• _Problem description_:
Copy out every line of the entries below verbatim, changing nothing.
────
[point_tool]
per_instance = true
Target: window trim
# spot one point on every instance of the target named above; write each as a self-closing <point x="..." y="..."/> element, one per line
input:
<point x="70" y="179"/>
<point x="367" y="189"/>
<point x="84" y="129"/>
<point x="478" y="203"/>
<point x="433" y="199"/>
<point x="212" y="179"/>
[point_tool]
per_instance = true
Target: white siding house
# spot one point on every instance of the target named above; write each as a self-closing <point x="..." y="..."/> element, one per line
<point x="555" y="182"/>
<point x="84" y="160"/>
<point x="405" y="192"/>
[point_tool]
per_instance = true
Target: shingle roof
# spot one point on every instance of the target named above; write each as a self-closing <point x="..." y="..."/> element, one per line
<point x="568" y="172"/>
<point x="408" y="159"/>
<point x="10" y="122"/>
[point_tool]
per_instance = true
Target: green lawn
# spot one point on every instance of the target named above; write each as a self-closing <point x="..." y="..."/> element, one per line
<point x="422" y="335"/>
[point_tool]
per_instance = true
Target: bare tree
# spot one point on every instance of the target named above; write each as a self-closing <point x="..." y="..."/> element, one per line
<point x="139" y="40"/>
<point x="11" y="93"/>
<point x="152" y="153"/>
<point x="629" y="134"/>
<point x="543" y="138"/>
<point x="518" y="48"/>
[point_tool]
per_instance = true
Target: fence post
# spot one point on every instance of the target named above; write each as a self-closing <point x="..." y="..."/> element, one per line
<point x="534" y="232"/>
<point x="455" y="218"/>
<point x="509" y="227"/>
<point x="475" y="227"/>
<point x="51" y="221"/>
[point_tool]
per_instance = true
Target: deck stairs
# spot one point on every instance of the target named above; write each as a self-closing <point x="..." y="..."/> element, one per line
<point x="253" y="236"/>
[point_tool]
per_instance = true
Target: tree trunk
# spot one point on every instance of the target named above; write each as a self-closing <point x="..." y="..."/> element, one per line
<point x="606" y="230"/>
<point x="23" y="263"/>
────
• _Solution to this problem_:
[point_tool]
per_instance = true
Target: window trim
# spot one point on every instance of the target named above; write each as a self-closing <point x="..." y="..."/> element, one per line
input:
<point x="70" y="179"/>
<point x="367" y="189"/>
<point x="84" y="129"/>
<point x="478" y="203"/>
<point x="433" y="199"/>
<point x="212" y="179"/>
[point_tool]
per_instance = true
Target: white siding house
# spot one point on every instance of the target named above; write each as a self-closing <point x="..." y="..."/> element, one per line
<point x="555" y="182"/>
<point x="84" y="160"/>
<point x="405" y="192"/>
[point_tool]
per_instance = true
Target: shingle roof
# spot one point on every instance of the target named above; write each as a self-closing <point x="..." y="..."/> element, one per line
<point x="568" y="172"/>
<point x="408" y="159"/>
<point x="10" y="122"/>
[point_tool]
per_instance = true
Target: green lawn
# spot one point on every instance of the target named above; write each as a self-closing <point x="..." y="..."/> element, one per line
<point x="422" y="335"/>
[point_tool]
per_instance = true
Target: bare tree
# spot one point on every instance of the target named above; write each as a self-closing <point x="..." y="..."/> element, one per line
<point x="139" y="40"/>
<point x="11" y="93"/>
<point x="152" y="153"/>
<point x="629" y="134"/>
<point x="543" y="138"/>
<point x="518" y="48"/>
[point_tool]
per_instance = true
Target: fence post
# spot one point on every instance of the target named above; write each as a self-closing <point x="..." y="..."/> element, one per line
<point x="534" y="232"/>
<point x="455" y="218"/>
<point x="509" y="227"/>
<point x="475" y="227"/>
<point x="51" y="221"/>
[point_tool]
per_instance = true
Target: deck stairs
# spot one point on every instance of the target named above; write each as a self-closing <point x="..." y="..."/> element, one per line
<point x="253" y="236"/>
[point_tool]
per_instance = true
Target: tree trunk
# spot one point on every instance of the target named above; write each as a self-closing <point x="..." y="..."/> element, one per line
<point x="606" y="230"/>
<point x="23" y="263"/>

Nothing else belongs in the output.